◆ WHAT THE EXERCISE ASKS ◆
In the entries that follow, the line with "Where can the green stem" opens the range and the line with "column 256, row 381" closes it; repeat that range exactly, both lines included.
*** Opening EXERCISE MATERIALS ***
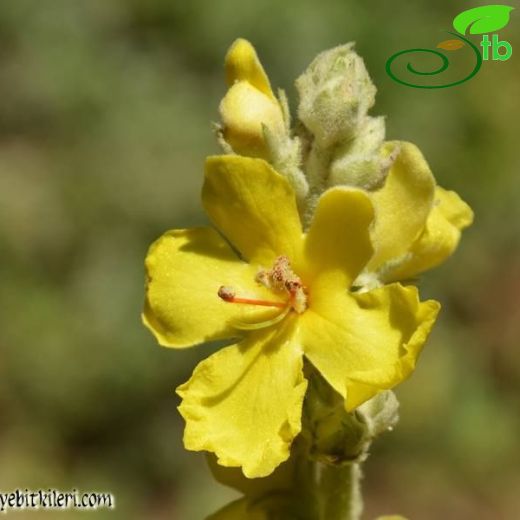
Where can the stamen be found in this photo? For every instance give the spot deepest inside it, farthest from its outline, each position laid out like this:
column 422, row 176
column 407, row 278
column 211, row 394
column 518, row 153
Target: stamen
column 228, row 295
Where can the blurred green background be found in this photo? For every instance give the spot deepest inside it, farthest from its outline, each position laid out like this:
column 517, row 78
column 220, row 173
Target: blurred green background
column 105, row 110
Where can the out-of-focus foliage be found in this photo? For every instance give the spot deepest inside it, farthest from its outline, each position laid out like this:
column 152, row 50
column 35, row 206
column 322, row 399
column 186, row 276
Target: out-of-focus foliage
column 105, row 112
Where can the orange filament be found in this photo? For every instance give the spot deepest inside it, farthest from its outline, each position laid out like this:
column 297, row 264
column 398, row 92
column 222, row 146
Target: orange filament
column 228, row 295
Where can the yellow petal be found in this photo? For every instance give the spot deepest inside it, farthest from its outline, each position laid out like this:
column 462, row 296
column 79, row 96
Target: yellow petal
column 244, row 402
column 253, row 206
column 243, row 110
column 449, row 216
column 366, row 342
column 242, row 64
column 185, row 269
column 338, row 246
column 402, row 205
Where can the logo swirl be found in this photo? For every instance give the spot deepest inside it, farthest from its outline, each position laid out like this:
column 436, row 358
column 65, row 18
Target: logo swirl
column 441, row 68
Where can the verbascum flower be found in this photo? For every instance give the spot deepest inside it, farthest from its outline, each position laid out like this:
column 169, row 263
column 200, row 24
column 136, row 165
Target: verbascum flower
column 418, row 224
column 285, row 296
column 249, row 109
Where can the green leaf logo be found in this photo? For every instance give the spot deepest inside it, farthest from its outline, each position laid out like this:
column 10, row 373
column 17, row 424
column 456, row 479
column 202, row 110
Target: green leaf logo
column 480, row 20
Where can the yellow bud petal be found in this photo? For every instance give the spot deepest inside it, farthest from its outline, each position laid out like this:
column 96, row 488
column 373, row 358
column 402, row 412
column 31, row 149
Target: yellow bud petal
column 242, row 64
column 244, row 110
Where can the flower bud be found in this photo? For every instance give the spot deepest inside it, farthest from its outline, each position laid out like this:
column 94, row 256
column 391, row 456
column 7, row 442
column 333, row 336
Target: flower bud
column 335, row 95
column 245, row 111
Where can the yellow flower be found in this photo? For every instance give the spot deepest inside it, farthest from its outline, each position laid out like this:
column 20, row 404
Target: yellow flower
column 284, row 295
column 249, row 104
column 417, row 223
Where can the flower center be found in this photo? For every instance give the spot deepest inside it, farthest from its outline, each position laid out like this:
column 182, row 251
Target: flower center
column 281, row 279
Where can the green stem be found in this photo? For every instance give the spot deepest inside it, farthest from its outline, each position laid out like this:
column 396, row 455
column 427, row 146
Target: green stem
column 340, row 492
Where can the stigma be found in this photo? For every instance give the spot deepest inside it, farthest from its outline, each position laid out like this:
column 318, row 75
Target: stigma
column 282, row 281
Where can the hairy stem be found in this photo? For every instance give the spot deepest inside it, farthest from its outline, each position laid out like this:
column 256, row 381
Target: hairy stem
column 340, row 492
*** Closing EXERCISE MATERIALS ***
◆ ANSWER SECTION ◆
Where can the green stem be found in this photo? For every instance give the spot deepest inside it, farthest from its outline, each position laid out like this:
column 396, row 455
column 427, row 146
Target: green stem
column 340, row 492
Where can the stigma be found in this photo? For every instance give the spot deepest inside it, farthest from its outline, each position laid out like this:
column 318, row 75
Target: stigma
column 282, row 281
Where can the hairy stem be found in this photo? For every instance give the spot deepest inside it, farthest from its outline, each position laid out like this:
column 256, row 381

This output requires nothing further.